*Your objective*
Output every entry exactly as written, skipping any pictures.

● ● ● ●

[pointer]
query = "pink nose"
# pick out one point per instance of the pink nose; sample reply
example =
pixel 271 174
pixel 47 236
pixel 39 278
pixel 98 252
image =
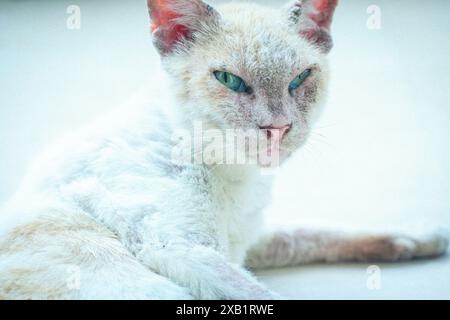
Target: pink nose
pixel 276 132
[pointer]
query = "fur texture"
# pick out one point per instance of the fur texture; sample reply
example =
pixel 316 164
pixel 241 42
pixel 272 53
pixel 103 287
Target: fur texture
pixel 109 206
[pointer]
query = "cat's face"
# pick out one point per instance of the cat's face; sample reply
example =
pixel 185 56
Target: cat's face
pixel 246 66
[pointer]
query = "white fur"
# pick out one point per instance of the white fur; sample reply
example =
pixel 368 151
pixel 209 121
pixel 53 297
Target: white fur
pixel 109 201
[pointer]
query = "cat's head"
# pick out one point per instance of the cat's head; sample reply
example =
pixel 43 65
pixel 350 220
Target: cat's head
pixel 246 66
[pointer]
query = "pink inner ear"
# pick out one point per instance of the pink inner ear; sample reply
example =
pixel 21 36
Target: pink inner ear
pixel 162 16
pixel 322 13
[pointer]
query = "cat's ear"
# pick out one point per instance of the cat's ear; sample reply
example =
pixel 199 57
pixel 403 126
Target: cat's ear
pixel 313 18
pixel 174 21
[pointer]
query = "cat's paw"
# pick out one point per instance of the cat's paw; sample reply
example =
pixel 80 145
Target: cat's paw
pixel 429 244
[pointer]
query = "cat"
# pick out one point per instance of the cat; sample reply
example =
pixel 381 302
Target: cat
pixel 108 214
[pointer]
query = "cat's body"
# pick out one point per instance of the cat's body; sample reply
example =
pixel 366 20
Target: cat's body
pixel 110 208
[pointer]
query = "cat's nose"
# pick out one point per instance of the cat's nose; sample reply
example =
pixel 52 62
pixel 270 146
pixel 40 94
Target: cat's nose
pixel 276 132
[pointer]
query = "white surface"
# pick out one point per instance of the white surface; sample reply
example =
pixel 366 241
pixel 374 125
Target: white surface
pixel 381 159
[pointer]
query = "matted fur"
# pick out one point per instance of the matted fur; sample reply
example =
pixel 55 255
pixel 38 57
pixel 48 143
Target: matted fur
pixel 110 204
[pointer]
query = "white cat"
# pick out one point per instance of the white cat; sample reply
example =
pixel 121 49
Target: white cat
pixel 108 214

● ● ● ●

*Task answer*
[pointer]
query = "pink nose"
# pick out one point per instance of the pink nose; sample reply
example =
pixel 271 174
pixel 47 236
pixel 39 278
pixel 98 252
image =
Target: pink nose
pixel 276 132
[pointer]
query = "fur texture"
# pick out one point per instance of the fur texture; sample reply
example =
pixel 316 164
pixel 241 42
pixel 272 53
pixel 103 287
Target: fur texture
pixel 109 206
[pointer]
query = "cat's face"
# pick out one point per instance of the cat's face; sample reply
example =
pixel 185 56
Target: cat's face
pixel 246 66
[pointer]
query = "white fur"
# pick out one point per instance of the white fur; sample reply
example =
pixel 368 151
pixel 209 121
pixel 53 297
Target: white fur
pixel 109 201
[pointer]
query = "cat's head"
# pick out one point per instance of the cat's head; sample reply
example =
pixel 43 65
pixel 350 220
Target: cat's head
pixel 246 66
[pointer]
query = "pink inner ear"
# pick out one point per instance of the pink inner ear; sample reply
example =
pixel 21 36
Target: pink inner ear
pixel 162 16
pixel 322 13
[pointer]
query = "cat's ear"
# pick out one point per instance of the cat's ear; sample reply
example =
pixel 199 57
pixel 403 126
Target: cat's ear
pixel 313 18
pixel 174 21
[pointer]
query = "cat's paw"
# pick out one point per instance of the cat's paw; sample reply
example =
pixel 80 145
Target: cat's paw
pixel 429 244
[pointer]
query = "cat"
# pick out one point per instance of the cat; sample reply
example =
pixel 381 302
Target: cat
pixel 108 214
[pointer]
query = "cat's body"
# pick out one point per instance of the cat's body; sample reply
example =
pixel 366 20
Target: cat's body
pixel 110 208
[pointer]
query = "cat's nose"
# pick out one point per instance of the cat's nose; sample reply
example =
pixel 52 62
pixel 270 146
pixel 40 94
Target: cat's nose
pixel 276 132
[pointer]
query = "white surface"
# pick out one point per instance of the white surface; sample reply
example =
pixel 366 241
pixel 374 125
Target: white surface
pixel 381 159
[pointer]
query = "matted fur"
# pick out one point per instance of the matted fur; sample reply
example =
pixel 55 255
pixel 38 57
pixel 48 143
Target: matted fur
pixel 110 204
[pointer]
query = "white cat"
# pick out one point per instance of the white cat; sample reply
example =
pixel 121 49
Target: white cat
pixel 108 214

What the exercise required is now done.